Task to carry out ::
From the entries below, copy out all lines holding "that".

Dataset records ::
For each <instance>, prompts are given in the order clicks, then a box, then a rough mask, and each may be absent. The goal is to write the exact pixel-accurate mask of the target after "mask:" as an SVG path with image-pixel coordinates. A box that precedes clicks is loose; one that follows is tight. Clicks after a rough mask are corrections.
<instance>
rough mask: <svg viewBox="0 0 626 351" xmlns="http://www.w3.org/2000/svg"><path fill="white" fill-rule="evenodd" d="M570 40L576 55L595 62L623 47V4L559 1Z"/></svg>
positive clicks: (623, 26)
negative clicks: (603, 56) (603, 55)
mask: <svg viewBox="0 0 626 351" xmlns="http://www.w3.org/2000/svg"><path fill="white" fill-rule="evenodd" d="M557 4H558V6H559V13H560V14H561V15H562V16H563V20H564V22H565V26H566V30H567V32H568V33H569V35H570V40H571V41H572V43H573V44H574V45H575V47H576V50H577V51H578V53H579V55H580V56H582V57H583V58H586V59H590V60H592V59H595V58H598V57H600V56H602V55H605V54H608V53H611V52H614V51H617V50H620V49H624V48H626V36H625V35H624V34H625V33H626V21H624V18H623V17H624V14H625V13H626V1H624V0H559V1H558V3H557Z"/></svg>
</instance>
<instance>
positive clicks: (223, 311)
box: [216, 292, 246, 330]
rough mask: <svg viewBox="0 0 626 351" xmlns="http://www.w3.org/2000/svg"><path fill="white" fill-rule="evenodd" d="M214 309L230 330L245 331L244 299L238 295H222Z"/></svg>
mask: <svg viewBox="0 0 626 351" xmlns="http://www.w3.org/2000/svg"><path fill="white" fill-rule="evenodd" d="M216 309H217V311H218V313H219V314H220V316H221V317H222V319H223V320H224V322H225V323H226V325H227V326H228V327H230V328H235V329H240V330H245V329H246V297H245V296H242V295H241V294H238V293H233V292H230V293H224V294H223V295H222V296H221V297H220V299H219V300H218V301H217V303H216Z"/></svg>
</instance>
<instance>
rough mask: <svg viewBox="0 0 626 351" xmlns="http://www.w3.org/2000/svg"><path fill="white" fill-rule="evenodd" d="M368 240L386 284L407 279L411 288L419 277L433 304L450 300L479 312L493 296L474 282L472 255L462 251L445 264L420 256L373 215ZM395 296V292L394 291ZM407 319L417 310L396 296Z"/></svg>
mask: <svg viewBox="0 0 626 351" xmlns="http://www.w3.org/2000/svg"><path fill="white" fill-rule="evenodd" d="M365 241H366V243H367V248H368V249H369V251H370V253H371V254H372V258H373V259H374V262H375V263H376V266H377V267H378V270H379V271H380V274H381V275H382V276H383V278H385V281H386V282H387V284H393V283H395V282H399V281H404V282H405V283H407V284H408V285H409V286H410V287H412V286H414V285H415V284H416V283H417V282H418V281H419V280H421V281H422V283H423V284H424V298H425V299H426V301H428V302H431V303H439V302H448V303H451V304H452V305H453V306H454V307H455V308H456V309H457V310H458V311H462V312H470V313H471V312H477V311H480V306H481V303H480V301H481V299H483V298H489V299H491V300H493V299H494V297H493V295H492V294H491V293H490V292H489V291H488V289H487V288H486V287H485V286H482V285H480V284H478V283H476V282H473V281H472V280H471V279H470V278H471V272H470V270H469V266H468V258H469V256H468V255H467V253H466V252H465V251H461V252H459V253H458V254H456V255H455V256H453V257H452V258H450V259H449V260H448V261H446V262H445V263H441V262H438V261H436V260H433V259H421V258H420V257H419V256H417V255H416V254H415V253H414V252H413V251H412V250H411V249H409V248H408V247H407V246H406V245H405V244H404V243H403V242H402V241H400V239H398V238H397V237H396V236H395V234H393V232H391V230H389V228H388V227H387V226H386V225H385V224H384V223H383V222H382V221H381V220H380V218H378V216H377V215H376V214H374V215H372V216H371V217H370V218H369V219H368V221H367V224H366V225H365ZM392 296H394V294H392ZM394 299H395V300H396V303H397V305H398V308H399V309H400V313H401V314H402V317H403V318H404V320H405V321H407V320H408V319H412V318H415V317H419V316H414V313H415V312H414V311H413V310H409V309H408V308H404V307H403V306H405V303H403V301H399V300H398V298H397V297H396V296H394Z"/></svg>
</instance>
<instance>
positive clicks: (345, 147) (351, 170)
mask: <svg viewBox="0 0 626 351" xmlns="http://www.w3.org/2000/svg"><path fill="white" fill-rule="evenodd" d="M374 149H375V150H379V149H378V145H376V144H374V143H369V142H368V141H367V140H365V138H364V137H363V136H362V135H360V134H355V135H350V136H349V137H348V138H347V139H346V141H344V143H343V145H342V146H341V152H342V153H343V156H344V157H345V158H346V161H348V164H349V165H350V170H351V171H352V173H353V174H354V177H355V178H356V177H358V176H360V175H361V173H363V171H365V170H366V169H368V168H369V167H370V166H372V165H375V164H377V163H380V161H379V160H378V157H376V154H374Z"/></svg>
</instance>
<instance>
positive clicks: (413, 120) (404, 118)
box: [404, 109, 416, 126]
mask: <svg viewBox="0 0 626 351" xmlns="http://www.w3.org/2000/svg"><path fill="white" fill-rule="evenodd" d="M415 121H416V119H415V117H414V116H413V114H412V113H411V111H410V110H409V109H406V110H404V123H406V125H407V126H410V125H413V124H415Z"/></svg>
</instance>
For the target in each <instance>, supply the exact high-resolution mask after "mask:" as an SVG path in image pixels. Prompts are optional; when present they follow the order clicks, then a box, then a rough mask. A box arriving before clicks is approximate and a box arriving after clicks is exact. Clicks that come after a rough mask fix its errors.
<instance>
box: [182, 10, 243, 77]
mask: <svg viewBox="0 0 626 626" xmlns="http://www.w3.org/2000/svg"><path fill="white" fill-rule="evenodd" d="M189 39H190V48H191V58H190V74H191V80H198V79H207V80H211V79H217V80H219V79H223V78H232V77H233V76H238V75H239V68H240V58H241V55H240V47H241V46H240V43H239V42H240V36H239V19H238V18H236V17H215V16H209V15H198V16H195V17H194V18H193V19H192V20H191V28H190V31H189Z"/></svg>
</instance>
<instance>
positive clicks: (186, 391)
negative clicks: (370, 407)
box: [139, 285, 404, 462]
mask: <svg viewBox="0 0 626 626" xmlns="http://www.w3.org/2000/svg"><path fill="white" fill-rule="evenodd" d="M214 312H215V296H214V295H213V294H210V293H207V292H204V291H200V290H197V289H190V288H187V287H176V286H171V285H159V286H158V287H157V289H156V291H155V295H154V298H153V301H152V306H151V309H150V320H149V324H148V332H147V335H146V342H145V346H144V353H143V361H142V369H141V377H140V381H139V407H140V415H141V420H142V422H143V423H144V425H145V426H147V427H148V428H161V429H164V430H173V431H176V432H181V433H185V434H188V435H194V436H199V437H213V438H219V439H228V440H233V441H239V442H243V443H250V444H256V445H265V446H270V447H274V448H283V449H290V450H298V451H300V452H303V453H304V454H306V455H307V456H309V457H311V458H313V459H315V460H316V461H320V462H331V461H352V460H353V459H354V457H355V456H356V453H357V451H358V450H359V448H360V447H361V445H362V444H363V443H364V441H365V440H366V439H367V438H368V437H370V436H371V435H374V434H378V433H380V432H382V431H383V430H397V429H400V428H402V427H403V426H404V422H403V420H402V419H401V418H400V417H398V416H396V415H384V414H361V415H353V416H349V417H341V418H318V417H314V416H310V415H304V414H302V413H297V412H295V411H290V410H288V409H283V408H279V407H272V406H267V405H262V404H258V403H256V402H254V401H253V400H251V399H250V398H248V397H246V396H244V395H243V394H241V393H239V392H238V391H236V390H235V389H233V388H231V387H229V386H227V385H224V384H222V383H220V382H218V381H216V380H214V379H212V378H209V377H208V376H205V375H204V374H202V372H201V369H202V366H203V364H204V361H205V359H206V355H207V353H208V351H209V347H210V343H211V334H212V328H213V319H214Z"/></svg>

Output for this task ::
For each <instance>, prompts are given in the order clicks, then a box, then a rough mask, and each may be absent. The goal is to write the exact pixel-accurate mask of the target after "mask:" as an SVG path with image-pixel coordinates. A box that precedes clicks is loose; one that follows is tight. Clicks after a rough mask are corrections.
For the target in each <instance>, supply the exact high-resolution mask after "mask:" as an SVG path in image pixels. Prompts are optional; when present they follow the order clicks, then a box, then a rough mask. A box arriving before clicks is approximate and a box arriving after clicks is exact. Clicks that come after a rough mask fix its errors.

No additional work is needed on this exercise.